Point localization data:
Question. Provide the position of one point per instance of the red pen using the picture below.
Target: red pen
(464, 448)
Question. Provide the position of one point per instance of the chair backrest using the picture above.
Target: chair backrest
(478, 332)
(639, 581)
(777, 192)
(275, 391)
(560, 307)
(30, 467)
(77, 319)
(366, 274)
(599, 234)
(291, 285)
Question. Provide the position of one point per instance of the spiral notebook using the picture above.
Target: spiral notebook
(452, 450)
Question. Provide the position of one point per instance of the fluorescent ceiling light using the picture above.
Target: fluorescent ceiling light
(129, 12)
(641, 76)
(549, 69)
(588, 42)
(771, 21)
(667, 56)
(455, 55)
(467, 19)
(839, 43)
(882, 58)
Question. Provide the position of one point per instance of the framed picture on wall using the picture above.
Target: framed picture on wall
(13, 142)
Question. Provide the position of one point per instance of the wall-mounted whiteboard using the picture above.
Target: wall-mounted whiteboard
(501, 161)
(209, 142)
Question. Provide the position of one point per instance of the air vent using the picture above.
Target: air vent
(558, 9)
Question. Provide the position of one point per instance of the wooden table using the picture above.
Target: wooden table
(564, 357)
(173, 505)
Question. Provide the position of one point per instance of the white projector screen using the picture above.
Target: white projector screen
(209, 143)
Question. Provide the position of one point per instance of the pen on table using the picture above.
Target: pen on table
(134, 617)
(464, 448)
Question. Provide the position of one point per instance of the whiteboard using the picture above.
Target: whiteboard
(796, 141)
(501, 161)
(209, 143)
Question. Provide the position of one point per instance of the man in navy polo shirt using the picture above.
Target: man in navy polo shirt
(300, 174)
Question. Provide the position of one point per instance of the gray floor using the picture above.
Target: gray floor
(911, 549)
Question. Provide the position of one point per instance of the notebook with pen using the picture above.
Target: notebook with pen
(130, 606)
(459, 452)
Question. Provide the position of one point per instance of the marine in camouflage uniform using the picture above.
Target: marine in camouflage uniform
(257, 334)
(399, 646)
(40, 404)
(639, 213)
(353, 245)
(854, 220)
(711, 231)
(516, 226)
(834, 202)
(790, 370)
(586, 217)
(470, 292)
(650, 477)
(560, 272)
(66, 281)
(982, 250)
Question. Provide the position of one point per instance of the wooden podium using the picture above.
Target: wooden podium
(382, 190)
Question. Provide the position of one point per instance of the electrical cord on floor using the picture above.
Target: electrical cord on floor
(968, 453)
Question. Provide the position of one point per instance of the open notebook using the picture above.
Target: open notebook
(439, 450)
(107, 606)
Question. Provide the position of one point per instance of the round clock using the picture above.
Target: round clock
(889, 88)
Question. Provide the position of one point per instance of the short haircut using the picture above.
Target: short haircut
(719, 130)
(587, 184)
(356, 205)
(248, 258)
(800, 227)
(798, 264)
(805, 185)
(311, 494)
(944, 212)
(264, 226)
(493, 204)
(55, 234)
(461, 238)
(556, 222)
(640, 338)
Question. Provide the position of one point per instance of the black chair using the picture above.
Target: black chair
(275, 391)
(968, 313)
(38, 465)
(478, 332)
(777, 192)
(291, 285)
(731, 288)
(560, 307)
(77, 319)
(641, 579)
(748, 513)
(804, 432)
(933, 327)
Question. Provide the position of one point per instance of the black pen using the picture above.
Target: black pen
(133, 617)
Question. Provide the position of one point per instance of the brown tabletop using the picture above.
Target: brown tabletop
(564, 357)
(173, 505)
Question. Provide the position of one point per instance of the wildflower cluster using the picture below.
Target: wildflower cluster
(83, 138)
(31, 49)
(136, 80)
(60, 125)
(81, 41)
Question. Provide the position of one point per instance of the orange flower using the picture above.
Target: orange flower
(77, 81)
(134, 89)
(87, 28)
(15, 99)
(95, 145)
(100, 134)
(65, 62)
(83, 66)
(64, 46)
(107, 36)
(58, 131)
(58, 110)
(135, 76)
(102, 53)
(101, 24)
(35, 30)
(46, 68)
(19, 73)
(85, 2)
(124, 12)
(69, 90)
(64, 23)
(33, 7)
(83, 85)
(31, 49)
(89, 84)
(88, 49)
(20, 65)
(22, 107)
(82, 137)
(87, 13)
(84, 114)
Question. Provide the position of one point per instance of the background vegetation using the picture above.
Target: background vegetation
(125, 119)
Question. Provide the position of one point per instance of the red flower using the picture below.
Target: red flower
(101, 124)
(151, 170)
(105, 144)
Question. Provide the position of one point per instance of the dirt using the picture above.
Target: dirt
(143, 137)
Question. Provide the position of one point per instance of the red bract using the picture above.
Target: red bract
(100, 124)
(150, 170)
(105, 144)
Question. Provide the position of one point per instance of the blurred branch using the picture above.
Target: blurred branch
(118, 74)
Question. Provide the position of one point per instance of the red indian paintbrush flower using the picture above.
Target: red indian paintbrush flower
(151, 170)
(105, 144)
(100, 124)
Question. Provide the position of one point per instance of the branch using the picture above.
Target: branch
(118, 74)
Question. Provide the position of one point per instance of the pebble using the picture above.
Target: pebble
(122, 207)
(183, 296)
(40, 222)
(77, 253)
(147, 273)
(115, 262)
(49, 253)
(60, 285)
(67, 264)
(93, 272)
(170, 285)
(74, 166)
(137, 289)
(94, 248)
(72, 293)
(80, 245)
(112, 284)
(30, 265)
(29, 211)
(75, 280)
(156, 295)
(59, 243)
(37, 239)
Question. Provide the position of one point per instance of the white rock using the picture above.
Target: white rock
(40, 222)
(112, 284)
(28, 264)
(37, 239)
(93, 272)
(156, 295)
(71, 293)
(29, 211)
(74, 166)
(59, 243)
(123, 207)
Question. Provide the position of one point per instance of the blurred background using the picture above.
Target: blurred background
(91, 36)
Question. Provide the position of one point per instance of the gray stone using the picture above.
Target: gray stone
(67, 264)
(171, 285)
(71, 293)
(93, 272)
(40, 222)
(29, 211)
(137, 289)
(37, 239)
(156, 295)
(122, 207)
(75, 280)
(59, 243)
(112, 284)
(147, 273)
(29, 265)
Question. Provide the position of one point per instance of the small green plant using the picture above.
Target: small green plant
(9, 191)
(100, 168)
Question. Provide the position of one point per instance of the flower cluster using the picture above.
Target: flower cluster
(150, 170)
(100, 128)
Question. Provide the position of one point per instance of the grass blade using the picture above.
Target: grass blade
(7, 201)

GOAL OF THE EXERCISE: Which lines of the records above contain the word "below"? Copy each of them.

OUTPUT OF THE EXERCISE:
Question. Provide the position of one point per instance of the red pen using the picture below.
Question. Provide the position of one point per instance of the wildflower cluster using the picture below.
Question. Provide the position of one point per instance of the red flower using the picture below.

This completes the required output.